La administración madrileña, desbordada por la situación, ha profundizado en su indiferencia hacia la parte más vulnerable del alumnado y ha fallado estrepitosamente en la atención a la diversidad desde el mismo comienzo de la pandemia. Tardó en dotar de medios a las familias y al profesorado (sigue tardando), decidió avanzar contenidos a pesar de reconocer que una parte significativa del alumnado no podía seguir el ritmo y trasladó toda la responsabilidad en las direcciones de los centros. Más adelante, con su inacción perdió la oportunidad de utilizar el verano como tiempo de compensación educativa.

☆ ☆ ☆ ☆ ☆

**Trabajo pedido:**
1 - Responde estas preguntas sobre el texto de la administración madrileña en la pandemia:
(a) ¿En quiénes trasladó la administración toda la responsabilidad?
(b) ¿Qué decidió avanzar aunque una parte significativa del alumnado no podía seguir el ritmo?
(c) ¿Qué periodo no se aprovechó como tiempo de compensación educativa?
2 - Escribe una continuación del texto sobre la administración madrileña en la pandemia a partir de su última oración.
Los datos son un material aparte, independiente del texto.

(Datos de señalamiento basados en imágenes)
☆ ☆ ☆ ☆ ☆

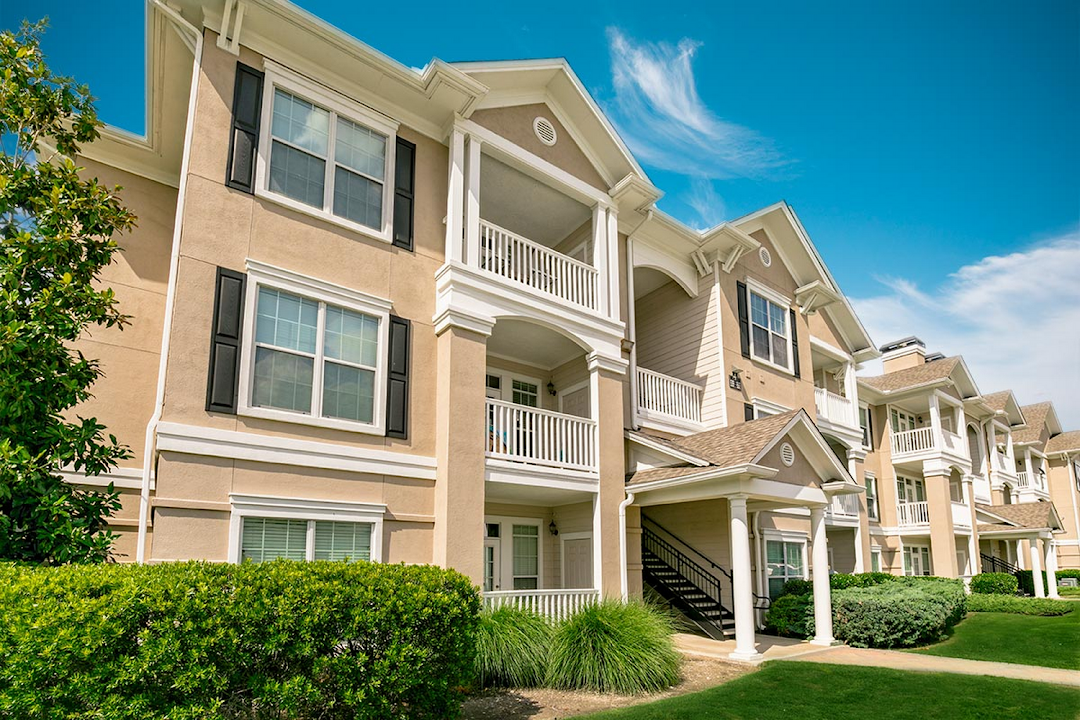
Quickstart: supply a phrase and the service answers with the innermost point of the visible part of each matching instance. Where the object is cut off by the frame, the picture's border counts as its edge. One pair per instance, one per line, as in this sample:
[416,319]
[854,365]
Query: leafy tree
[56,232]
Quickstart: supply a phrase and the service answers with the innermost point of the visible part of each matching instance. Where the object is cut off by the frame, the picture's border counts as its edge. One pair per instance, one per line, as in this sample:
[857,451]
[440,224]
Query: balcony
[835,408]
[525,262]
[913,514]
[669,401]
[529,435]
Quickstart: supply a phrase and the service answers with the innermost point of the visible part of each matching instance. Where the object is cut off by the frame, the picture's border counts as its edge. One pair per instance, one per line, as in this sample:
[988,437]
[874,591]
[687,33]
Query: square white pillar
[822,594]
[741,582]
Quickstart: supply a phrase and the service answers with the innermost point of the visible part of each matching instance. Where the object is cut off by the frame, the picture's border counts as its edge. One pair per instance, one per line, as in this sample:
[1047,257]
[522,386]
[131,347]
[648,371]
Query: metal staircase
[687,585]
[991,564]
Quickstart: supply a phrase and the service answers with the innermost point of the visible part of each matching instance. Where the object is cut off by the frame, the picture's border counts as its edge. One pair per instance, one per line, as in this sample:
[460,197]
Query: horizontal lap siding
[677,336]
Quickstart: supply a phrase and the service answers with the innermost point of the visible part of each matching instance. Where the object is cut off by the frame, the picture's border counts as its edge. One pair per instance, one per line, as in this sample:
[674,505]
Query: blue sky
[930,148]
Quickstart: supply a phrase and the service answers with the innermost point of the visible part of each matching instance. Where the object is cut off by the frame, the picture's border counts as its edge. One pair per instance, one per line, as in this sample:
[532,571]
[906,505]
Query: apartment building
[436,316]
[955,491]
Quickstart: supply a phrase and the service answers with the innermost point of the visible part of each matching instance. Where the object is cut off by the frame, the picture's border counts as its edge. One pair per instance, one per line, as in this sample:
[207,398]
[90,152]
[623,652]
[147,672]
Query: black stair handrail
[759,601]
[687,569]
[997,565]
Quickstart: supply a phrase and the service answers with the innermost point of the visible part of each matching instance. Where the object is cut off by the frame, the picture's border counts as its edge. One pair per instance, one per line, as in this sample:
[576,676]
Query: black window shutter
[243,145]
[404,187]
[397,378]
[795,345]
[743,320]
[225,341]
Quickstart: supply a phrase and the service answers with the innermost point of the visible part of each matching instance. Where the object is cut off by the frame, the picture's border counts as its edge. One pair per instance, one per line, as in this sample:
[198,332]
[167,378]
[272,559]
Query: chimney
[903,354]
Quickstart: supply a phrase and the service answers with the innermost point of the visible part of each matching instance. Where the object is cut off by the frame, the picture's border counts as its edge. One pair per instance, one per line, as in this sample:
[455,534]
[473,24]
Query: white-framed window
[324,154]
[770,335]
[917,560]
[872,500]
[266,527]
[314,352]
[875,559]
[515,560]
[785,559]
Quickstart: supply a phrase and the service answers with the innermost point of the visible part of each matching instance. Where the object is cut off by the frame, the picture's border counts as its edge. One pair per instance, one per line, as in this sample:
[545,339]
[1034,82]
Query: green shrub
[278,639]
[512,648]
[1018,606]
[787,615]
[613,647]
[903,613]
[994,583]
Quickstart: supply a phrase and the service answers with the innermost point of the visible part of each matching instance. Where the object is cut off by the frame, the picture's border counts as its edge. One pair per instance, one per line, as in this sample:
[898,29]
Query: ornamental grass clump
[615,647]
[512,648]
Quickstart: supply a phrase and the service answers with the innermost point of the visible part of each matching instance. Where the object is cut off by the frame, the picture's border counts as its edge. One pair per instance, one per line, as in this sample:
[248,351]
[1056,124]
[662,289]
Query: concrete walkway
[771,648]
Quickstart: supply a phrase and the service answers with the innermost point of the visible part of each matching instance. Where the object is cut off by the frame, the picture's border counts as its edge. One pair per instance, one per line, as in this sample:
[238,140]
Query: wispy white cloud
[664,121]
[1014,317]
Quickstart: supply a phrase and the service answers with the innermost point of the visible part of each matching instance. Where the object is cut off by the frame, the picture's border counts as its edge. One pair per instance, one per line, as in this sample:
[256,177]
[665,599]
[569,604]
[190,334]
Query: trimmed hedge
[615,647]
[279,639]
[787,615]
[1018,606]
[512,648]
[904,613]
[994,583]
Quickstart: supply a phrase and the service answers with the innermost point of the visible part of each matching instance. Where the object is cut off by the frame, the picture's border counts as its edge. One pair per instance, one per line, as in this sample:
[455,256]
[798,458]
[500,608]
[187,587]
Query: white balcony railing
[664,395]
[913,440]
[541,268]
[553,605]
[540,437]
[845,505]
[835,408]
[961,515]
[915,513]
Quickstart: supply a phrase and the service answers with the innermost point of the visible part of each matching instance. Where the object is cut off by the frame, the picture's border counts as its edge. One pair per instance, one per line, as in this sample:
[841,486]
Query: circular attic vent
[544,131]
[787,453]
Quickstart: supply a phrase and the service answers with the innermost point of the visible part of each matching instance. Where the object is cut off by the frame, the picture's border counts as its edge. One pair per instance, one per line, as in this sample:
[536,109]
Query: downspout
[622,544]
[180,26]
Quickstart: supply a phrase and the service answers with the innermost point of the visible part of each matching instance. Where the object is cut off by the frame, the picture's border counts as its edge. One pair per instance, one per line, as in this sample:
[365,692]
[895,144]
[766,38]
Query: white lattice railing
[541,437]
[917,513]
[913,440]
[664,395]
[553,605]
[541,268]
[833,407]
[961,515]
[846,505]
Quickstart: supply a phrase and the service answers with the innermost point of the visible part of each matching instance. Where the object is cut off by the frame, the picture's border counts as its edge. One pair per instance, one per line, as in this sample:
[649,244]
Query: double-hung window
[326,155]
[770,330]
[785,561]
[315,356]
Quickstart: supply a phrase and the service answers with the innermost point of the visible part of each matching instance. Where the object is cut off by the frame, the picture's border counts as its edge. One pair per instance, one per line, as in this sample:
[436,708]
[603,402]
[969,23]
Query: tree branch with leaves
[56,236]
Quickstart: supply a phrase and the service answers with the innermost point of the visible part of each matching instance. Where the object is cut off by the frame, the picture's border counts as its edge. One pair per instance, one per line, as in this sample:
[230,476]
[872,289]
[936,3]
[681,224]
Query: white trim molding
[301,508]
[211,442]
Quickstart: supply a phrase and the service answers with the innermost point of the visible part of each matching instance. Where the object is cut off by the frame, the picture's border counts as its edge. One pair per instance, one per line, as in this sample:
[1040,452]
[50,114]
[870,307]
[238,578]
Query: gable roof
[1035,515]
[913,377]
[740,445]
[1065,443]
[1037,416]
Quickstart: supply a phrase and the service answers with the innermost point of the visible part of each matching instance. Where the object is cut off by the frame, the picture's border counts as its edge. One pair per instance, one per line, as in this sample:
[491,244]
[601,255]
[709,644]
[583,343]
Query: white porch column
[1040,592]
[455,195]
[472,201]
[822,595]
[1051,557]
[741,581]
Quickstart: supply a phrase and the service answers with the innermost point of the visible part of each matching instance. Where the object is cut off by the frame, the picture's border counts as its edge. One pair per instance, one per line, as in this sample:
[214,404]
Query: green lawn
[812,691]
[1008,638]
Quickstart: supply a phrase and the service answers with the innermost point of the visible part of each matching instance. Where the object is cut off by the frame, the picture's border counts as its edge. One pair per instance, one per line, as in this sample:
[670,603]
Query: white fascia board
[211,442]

☆ ☆ ☆ ☆ ☆

**Respuestas en orden:**
1 -
(a) En las direcciones de los centros.
(b) Contenidos.
(c) El verano.

2 -
Ya en septiembre, la Consejería ha aprobado el programa “Refuerzo extraescolar 2020”, dirigido al alumnado que presenta desfase curricular derivado de la situación ocasionada por el COVID-19, pero ha optado por la vía rápida de la externalización y por desentenderse de su gestión, que corre a cargo de las direcciones de los centros. El programa pone al frente de grupos particularmente complejos y heterogéneos a personal no especializado, establece una insuficiente coordinación con el centro y rompe con los grupos burbuja al mezclar alumnado de diferentes niveles en horario no lectivo. La medida está prevista hasta diciembre y va dirigida “principalmente, a aquellos alumnos que tengan una buena actitud hacia el aprendizaje”, una priorización injustificable si el objetivo es apoyar a quienes más lo necesitan. Tal es la deficiencia del programa que algunos colegios están renunciando a gestionar estos fondos. Al mismo tiempo, la ratio de profesionales especializados en los propios centros es absolutamente insuficiente. Este parche cosmético vuelve a demostrar que este gobierno no cree en la equidad y en la inclusión como principios fundamentales del sistema.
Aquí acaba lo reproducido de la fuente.